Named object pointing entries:
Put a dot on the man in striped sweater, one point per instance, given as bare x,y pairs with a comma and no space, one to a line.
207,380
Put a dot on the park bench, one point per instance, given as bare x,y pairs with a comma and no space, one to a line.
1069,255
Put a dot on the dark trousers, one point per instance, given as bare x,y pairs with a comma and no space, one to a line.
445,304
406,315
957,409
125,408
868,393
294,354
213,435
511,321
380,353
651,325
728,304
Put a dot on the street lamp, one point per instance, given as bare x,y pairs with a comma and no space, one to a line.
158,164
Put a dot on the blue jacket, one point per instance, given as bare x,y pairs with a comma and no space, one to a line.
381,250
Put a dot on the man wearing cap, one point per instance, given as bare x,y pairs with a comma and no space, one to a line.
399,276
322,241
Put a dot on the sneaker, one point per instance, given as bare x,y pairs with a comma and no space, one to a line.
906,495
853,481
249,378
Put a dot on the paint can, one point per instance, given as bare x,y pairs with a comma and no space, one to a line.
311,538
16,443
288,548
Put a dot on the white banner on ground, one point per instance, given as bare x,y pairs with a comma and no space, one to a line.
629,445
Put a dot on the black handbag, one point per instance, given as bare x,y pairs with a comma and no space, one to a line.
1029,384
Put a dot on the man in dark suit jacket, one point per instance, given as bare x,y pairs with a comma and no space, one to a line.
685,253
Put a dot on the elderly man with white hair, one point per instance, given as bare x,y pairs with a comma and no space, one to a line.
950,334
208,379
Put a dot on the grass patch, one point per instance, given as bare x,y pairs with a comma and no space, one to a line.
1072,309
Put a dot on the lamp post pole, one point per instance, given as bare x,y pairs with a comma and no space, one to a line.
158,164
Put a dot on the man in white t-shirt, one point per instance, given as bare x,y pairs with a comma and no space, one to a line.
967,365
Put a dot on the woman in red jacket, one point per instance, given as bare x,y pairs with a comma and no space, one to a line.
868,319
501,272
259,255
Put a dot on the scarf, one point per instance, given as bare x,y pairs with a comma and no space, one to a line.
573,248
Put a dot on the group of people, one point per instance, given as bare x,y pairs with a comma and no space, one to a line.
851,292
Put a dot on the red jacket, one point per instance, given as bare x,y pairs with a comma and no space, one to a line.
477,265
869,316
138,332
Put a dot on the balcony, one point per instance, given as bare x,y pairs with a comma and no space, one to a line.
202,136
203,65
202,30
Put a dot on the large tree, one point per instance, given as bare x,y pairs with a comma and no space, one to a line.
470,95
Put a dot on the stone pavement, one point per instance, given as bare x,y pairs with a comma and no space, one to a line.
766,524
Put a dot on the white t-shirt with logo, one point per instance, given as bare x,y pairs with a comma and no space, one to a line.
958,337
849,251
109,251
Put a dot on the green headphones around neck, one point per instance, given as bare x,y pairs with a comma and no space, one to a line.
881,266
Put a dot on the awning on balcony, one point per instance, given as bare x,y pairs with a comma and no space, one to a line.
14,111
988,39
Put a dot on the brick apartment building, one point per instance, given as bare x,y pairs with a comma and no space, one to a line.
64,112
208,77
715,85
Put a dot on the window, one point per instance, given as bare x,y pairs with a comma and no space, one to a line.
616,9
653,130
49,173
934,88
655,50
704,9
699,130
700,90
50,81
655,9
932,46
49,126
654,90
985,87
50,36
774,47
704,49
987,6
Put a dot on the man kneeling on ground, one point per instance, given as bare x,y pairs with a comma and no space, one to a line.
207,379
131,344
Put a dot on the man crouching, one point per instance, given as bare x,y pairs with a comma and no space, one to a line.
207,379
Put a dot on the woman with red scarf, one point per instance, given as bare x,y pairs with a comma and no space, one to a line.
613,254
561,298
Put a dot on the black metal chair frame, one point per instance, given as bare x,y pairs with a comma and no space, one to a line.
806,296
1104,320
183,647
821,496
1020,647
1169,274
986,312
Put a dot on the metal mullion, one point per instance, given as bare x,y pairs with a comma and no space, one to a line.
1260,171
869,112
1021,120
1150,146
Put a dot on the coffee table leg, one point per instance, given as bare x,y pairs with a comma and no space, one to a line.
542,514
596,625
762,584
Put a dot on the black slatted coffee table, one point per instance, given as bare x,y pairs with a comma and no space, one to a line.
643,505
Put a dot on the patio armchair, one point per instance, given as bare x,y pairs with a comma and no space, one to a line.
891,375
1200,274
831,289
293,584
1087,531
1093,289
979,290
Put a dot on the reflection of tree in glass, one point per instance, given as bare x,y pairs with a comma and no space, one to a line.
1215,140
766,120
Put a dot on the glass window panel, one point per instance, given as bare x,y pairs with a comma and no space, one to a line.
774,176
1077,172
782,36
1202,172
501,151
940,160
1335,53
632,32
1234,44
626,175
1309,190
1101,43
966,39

- [Your goal] Give back, exactly as written, the lines from the one with "Put a dot on the coffee" to the last line.

- [Answer for this exercise]
Put a dot on the coffee table leg, one point per instance, given as bare x,y pairs with a comma and no space, one to a line.
542,514
596,625
762,584
Put a dot on the black slatted coffee table, one point per instance, given as bare x,y pairs with a comma and no space, one to a line.
643,505
Put a dot on the patio armchair, one point per instance, given as bare x,y pairs with a comma and no space, one to a line.
891,375
1200,274
831,289
293,584
1087,531
1093,289
979,290
Put a dot on the reflection of tree in glass, one point per instance, given as bare x,y pairs with a comma and no space, one to a line.
1215,140
766,120
Put a dot on the glass window panel, one point per instance, given as bare x,y pairs with a comma and no space, one to a line.
774,176
1077,172
782,36
1202,172
501,151
940,160
1335,53
632,32
1234,44
626,175
1309,190
1101,43
966,39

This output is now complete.